What is asked: Throughout the records below, swap "one dot per instance" for "a single dot for each instance" and leave everything else unchanged.

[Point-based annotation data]
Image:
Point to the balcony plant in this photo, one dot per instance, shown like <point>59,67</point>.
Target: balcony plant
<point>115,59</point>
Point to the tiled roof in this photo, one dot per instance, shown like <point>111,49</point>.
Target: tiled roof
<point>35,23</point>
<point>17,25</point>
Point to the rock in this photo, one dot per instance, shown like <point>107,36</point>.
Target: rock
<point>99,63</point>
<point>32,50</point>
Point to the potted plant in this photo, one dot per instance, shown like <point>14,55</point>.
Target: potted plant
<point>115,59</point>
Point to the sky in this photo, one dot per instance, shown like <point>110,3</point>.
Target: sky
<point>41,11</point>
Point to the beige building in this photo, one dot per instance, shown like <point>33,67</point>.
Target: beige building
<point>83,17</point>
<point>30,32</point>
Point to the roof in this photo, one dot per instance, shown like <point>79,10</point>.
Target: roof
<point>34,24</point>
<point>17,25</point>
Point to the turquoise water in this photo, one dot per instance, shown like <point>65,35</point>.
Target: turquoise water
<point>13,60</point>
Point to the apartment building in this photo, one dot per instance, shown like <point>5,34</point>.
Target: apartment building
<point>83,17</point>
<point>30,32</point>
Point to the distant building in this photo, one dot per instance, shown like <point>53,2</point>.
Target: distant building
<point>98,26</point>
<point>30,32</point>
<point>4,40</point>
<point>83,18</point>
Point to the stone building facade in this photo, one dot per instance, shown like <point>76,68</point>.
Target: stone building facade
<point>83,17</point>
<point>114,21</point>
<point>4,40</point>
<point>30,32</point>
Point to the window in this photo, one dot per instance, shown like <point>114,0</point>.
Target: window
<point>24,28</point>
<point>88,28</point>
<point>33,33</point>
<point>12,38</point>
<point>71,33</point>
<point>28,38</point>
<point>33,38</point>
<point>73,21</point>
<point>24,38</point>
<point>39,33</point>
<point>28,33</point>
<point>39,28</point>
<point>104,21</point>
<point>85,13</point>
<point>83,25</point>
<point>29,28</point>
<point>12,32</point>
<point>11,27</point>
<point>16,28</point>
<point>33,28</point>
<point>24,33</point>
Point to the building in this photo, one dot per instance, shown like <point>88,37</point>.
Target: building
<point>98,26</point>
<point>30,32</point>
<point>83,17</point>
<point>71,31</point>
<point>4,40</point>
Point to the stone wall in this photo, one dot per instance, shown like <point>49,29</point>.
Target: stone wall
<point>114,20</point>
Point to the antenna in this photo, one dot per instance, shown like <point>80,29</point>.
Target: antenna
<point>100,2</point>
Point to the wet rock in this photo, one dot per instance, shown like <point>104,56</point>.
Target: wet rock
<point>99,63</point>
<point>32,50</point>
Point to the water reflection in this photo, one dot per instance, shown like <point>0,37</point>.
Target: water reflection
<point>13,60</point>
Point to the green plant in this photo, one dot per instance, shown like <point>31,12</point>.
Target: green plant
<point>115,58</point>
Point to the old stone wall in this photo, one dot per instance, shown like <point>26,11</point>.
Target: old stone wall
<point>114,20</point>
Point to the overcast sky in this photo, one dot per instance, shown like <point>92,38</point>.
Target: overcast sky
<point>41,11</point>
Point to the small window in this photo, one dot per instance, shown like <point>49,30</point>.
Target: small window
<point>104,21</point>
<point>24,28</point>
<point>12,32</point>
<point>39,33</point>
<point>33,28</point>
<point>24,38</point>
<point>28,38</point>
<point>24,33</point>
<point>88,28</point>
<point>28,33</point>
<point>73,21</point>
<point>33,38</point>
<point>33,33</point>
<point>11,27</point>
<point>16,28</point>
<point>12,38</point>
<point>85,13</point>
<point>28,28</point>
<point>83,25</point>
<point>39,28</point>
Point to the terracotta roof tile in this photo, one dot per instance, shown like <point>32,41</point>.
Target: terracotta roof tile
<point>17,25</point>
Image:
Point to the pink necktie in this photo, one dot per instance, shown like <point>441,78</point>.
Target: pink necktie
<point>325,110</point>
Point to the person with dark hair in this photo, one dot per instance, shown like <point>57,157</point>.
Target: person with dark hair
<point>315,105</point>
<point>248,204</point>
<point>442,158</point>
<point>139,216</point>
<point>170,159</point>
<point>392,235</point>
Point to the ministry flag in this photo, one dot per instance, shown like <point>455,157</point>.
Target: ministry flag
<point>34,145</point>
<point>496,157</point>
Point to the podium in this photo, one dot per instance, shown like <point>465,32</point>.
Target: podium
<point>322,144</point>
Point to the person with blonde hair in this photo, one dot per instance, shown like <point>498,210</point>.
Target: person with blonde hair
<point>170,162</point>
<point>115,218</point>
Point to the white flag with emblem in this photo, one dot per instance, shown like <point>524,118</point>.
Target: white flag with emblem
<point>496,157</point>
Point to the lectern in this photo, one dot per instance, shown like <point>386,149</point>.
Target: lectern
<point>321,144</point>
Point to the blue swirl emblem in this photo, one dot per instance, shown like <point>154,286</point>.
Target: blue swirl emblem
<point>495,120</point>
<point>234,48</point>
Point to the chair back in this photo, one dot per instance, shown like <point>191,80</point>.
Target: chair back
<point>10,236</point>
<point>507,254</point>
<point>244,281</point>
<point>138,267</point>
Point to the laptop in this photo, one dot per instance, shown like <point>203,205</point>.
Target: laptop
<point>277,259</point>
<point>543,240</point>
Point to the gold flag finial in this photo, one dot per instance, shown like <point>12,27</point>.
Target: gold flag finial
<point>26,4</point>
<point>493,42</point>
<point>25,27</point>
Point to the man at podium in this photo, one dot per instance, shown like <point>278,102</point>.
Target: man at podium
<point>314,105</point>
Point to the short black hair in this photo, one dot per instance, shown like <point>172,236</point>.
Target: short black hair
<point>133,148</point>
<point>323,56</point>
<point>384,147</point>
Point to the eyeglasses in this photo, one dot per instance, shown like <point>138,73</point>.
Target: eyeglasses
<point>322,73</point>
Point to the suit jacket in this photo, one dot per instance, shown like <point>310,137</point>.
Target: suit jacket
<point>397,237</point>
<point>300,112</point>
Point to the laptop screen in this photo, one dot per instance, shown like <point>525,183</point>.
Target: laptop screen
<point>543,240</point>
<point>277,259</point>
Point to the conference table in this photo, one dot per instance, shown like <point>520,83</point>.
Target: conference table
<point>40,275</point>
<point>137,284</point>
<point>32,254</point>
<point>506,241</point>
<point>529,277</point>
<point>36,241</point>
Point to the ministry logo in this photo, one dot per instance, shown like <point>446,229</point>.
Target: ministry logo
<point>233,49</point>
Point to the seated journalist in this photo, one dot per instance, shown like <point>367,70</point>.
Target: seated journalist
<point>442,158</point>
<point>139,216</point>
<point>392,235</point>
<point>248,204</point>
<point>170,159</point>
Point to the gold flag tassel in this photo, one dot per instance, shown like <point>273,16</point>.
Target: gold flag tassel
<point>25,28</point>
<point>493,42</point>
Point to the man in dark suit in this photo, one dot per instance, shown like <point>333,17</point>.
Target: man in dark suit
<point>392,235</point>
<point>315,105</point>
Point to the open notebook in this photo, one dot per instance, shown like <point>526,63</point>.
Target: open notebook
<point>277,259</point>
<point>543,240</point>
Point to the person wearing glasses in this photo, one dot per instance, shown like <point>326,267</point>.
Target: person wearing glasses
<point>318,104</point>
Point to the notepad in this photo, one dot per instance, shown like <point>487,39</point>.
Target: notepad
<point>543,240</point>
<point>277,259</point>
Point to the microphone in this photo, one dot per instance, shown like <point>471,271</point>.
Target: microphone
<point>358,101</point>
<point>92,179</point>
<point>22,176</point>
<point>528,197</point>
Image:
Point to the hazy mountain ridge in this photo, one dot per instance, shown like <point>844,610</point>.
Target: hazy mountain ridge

Problem solution:
Image:
Point to the balcony plant in this photo, a single dot for each instance, shown like <point>59,67</point>.
Target: balcony plant
<point>115,59</point>
Point to the tiled roof in this photo, a single dot for each instance, shown like <point>111,49</point>.
Target: tiled roof
<point>35,23</point>
<point>17,25</point>
Point to the rock in this photo, a single dot for each instance, shown like <point>107,36</point>.
Target: rock
<point>99,63</point>
<point>32,50</point>
Point to the potted plant in this photo, a single dot for each instance, shown like <point>14,55</point>.
Target: potted plant
<point>115,59</point>
Point to the sky in this photo, a single dot for each instance, shown like <point>110,3</point>.
Target: sky
<point>41,11</point>
Point to the beige building in this photo, a single dot for each instance, shown like <point>33,67</point>.
Target: beige building
<point>83,17</point>
<point>30,32</point>
Point to the roof in this photo, a single dot for each instance, shown like <point>79,10</point>.
Target: roof
<point>34,24</point>
<point>17,25</point>
Point to the turquoise water in this photo, a single dot for each instance, shown like <point>65,35</point>.
Target: turquoise water
<point>13,60</point>
Point to the apartment building in this photo, a single dot for each instance, shown like <point>5,34</point>.
Target: apartment building
<point>83,17</point>
<point>30,32</point>
Point to the distant building in this photo, a single dot for each instance, shown like <point>53,2</point>.
Target: distant building
<point>98,26</point>
<point>30,32</point>
<point>4,40</point>
<point>83,18</point>
Point to the stone building facade in this photo, a single dot for each instance, shown like <point>76,68</point>.
Target: stone building facade
<point>83,17</point>
<point>114,21</point>
<point>4,40</point>
<point>30,32</point>
Point to the window in this photo, a single dot for each instance, shown like <point>114,0</point>.
Target: window
<point>24,28</point>
<point>88,28</point>
<point>33,33</point>
<point>12,38</point>
<point>71,33</point>
<point>28,38</point>
<point>33,38</point>
<point>73,21</point>
<point>24,38</point>
<point>39,33</point>
<point>28,33</point>
<point>39,28</point>
<point>104,21</point>
<point>85,13</point>
<point>83,25</point>
<point>29,28</point>
<point>12,32</point>
<point>11,27</point>
<point>16,28</point>
<point>33,28</point>
<point>24,33</point>
Point to the building in this photo, a single dot for each instance, shown like <point>88,37</point>.
Target: building
<point>98,26</point>
<point>30,32</point>
<point>83,17</point>
<point>71,31</point>
<point>4,40</point>
Point to the stone wall in this photo, a single dot for each instance, shown like <point>49,29</point>.
Target: stone wall
<point>114,20</point>
Point to the antenna in this photo, a single dot for each instance, shown like <point>80,29</point>.
Target: antenna
<point>100,2</point>
Point to the wet rock in this photo, a single dot for each instance, shown like <point>104,56</point>.
Target: wet rock
<point>99,63</point>
<point>32,50</point>
Point to the water reflection in this photo, a single dot for each instance, shown like <point>0,37</point>.
Target: water reflection
<point>13,60</point>
Point to the green plant in this photo, a single dot for each instance, shown like <point>31,12</point>.
Target: green plant
<point>115,58</point>
Point to the old stone wall in this photo, a single dot for each instance, shown like <point>26,11</point>.
Target: old stone wall
<point>114,20</point>
Point to the overcast sky in this photo, a single dot for each instance, shown like <point>92,38</point>.
Target: overcast sky
<point>41,11</point>
Point to the small window in this photo, a single dot for each instance, shown like <point>49,30</point>.
Target: small window
<point>104,21</point>
<point>24,28</point>
<point>12,32</point>
<point>39,33</point>
<point>33,28</point>
<point>24,38</point>
<point>28,38</point>
<point>24,33</point>
<point>88,28</point>
<point>28,33</point>
<point>73,21</point>
<point>33,38</point>
<point>33,33</point>
<point>11,27</point>
<point>16,28</point>
<point>12,38</point>
<point>85,13</point>
<point>28,28</point>
<point>83,25</point>
<point>39,28</point>
Point to the terracotta roof tile in this photo, a single dot for each instance, shown like <point>32,41</point>.
Target: terracotta roof tile
<point>17,25</point>
Image:
Point to the pink necktie in this photo, a single dot for each instance, shown like <point>441,78</point>.
Target: pink necktie
<point>325,110</point>
Point to the person with dark hair in this photo, a single dot for each instance, shown like <point>57,157</point>.
Target: person with dark hair
<point>315,105</point>
<point>248,204</point>
<point>442,158</point>
<point>139,216</point>
<point>170,159</point>
<point>392,235</point>
Point to the ministry flag in this photo, a single dot for each instance, shown like <point>455,157</point>.
Target: ministry flag
<point>34,145</point>
<point>496,157</point>
Point to the podium in this photo, a single dot for each instance, shown like <point>465,32</point>.
Target: podium
<point>322,144</point>
Point to the person with blonde hair in this photo, a single dot for each instance, shown like <point>498,210</point>.
Target: person with blonde hair
<point>170,162</point>
<point>115,218</point>
Point to the white flag with emblem in this photo, a single dot for each instance, shown like <point>524,118</point>.
Target: white flag with emblem
<point>496,157</point>
Point to the lectern in this photo, a single dot for each instance, shown like <point>386,149</point>.
Target: lectern
<point>321,144</point>
Point to the blue swirl emblem in this photo, a single dot for each instance, shown like <point>154,286</point>.
Target: blue swirl emblem
<point>495,120</point>
<point>234,48</point>
Point to the chair back in this photo, a single dot for each instance, shown like <point>191,80</point>.
Target: chair back
<point>10,236</point>
<point>507,254</point>
<point>244,281</point>
<point>138,267</point>
Point to the laptop in this photo, a single dot for each instance, shown like <point>203,205</point>.
Target: laptop
<point>277,259</point>
<point>543,240</point>
Point to the gold flag finial in this photo, a single dot for each instance, shown like <point>12,27</point>.
Target: gold flag finial
<point>26,4</point>
<point>493,42</point>
<point>25,27</point>
Point to the man at podium in this photo, a single dot for each instance, shown like <point>278,102</point>.
Target: man at podium
<point>314,105</point>
Point to the short black hair in this photo, a single dot for each instance, shown like <point>172,236</point>.
Target: short black hair
<point>133,148</point>
<point>323,56</point>
<point>384,147</point>
Point to the eyeglasses in this photo, a single dot for each instance, shown like <point>138,73</point>.
Target: eyeglasses
<point>322,73</point>
Point to the suit jacket in this photo, a single dot for each instance, shown like <point>310,137</point>.
Target: suit jacket
<point>397,237</point>
<point>300,112</point>
Point to the laptop screen in this photo, a single dot for each instance, shown like <point>525,183</point>.
Target: laptop screen
<point>543,240</point>
<point>277,259</point>
Point to the conference table in this photo, a single dot for each instance, shown like <point>520,83</point>.
Target: conference table
<point>40,275</point>
<point>137,284</point>
<point>32,254</point>
<point>506,241</point>
<point>529,277</point>
<point>36,241</point>
Point to the ministry logo in this photo, a single dot for each instance, shown like <point>446,229</point>.
Target: ministry logo
<point>233,49</point>
Point to the seated journalist in this photo, a single dot for each instance, shown like <point>367,70</point>.
Target: seated journalist
<point>442,158</point>
<point>139,216</point>
<point>392,235</point>
<point>248,204</point>
<point>170,159</point>
Point to the gold flag tassel in this photo, a single dot for each instance, shown like <point>273,16</point>.
Target: gold flag tassel
<point>25,28</point>
<point>493,42</point>
Point to the man in dark suit in this photo, a single dot for each instance, shown like <point>333,17</point>.
Target: man in dark suit
<point>392,235</point>
<point>315,105</point>
Point to the open notebook in this photo, a single dot for each instance, shown like <point>526,63</point>.
Target: open notebook
<point>277,259</point>
<point>543,240</point>
Point to the person wearing glasses in this photo, a single dot for each instance, shown like <point>326,267</point>.
Target: person wearing glasses
<point>318,104</point>
Point to the notepad in this photo, a single dot for each instance, shown like <point>487,39</point>.
Target: notepad
<point>543,240</point>
<point>277,259</point>
Point to the microphone in this photo, a single dot for each instance, shown like <point>471,271</point>.
Target: microphone
<point>358,101</point>
<point>92,179</point>
<point>22,176</point>
<point>528,197</point>
Image:
Point to the hazy mountain ridge in this photo, a single dot for each instance, shown like <point>844,610</point>.
Target: hazy mountain ridge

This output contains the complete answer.